→ Short problem:
Output exactly the lines that run from the line with "Each instance receives exactly one keypoint. Tag the steep" to the end of the material, both ends included, and no other lines.

__________

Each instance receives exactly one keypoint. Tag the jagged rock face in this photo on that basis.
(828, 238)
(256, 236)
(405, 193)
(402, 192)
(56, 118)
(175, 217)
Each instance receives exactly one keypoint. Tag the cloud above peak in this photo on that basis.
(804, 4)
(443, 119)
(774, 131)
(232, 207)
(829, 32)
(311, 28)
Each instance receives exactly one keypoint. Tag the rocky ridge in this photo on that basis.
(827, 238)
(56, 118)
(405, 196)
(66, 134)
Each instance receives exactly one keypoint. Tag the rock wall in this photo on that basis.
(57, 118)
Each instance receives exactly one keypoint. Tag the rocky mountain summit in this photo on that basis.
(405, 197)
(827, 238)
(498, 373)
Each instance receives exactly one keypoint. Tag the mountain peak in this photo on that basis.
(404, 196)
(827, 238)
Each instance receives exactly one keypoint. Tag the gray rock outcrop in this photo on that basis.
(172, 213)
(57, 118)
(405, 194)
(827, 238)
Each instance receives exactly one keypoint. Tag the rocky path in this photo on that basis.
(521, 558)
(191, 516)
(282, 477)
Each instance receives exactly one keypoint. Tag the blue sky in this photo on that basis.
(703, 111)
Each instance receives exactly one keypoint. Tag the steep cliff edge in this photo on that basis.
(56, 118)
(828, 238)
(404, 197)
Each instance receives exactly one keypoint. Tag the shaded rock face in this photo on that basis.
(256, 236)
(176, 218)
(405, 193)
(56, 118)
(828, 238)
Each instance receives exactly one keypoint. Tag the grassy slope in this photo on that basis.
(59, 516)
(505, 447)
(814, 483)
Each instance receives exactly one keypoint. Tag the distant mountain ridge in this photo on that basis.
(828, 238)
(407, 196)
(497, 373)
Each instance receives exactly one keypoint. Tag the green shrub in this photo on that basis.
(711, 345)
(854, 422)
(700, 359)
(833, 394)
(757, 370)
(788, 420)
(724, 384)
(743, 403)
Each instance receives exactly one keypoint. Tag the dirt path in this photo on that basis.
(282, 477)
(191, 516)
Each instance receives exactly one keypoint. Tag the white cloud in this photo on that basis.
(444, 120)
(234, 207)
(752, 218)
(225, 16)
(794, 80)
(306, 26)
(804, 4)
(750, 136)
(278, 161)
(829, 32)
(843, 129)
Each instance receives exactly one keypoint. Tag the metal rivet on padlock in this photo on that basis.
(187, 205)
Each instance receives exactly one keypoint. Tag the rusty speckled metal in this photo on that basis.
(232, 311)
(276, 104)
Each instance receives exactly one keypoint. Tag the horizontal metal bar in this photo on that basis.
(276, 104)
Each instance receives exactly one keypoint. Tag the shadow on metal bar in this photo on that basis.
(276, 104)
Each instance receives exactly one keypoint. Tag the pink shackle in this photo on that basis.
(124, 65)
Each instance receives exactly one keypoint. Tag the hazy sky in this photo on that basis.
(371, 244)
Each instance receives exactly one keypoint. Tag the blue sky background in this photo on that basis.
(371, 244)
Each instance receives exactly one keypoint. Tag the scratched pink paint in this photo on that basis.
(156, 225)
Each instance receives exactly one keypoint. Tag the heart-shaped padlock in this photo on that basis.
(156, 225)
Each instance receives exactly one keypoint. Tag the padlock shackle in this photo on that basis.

__________

→ Solution below:
Each instance receives exactly one keypoint. Tag the steep cliff edge in this photo on that basis.
(56, 118)
(828, 238)
(404, 197)
Each instance receives exactly one keypoint. Tag the shaded rock face in this photo on that basis.
(256, 236)
(176, 218)
(405, 193)
(56, 118)
(828, 238)
Each instance receives exactly one keypoint. Tag the grassy slope in this photo on that basis.
(59, 516)
(505, 447)
(814, 483)
Each instance receives exactly one keypoint. Tag the distant mountain ridge in this photo on that basis.
(828, 238)
(407, 196)
(497, 373)
Each instance receives exactly one keypoint. Tag the green shrub in this photo on that basis.
(711, 345)
(854, 422)
(700, 359)
(833, 394)
(757, 370)
(788, 420)
(724, 384)
(743, 403)
Each instance receives exactly one keypoint. Tag the dirt path in this photo on that basis.
(282, 477)
(191, 516)
Each instance receives exactly one keypoint. Tag the white cloud in this photo on that basis.
(444, 120)
(234, 207)
(752, 218)
(225, 16)
(794, 80)
(306, 26)
(804, 4)
(750, 136)
(278, 161)
(829, 32)
(843, 129)
Each instance receives exactly one keypoint. Tag the metal rivet on padlock in this photo on that basis.
(187, 205)
Each instance receives exactly one keypoint. Tag the rusty speckled metal in this photo on that basis.
(232, 311)
(276, 104)
Each instance receives exactly one keypoint. Tag the horizontal metal bar in this photo on that basis.
(276, 104)
Each instance receives exactly one keypoint. Tag the shadow on metal bar in this photo on that basis.
(276, 104)
Each instance receives exactly one keypoint. Tag the pink shackle in this photo on that basis.
(124, 65)
Each instance receives exactly one keypoint. Tag the hazy sky in this photo on that basis.
(371, 244)
Each instance receives exactly one keypoint. Tag the blue sky background in this photo on that basis.
(371, 244)
Each instance receives exactly one keypoint. Tag the scratched pink paint in this photo on that basis.
(156, 225)
Each instance receives exactly one keypoint. Tag the heart-shaped padlock in this photo on that basis.
(156, 225)
Each instance receives exactly one keypoint. Tag the padlock shackle in this photo on that basis.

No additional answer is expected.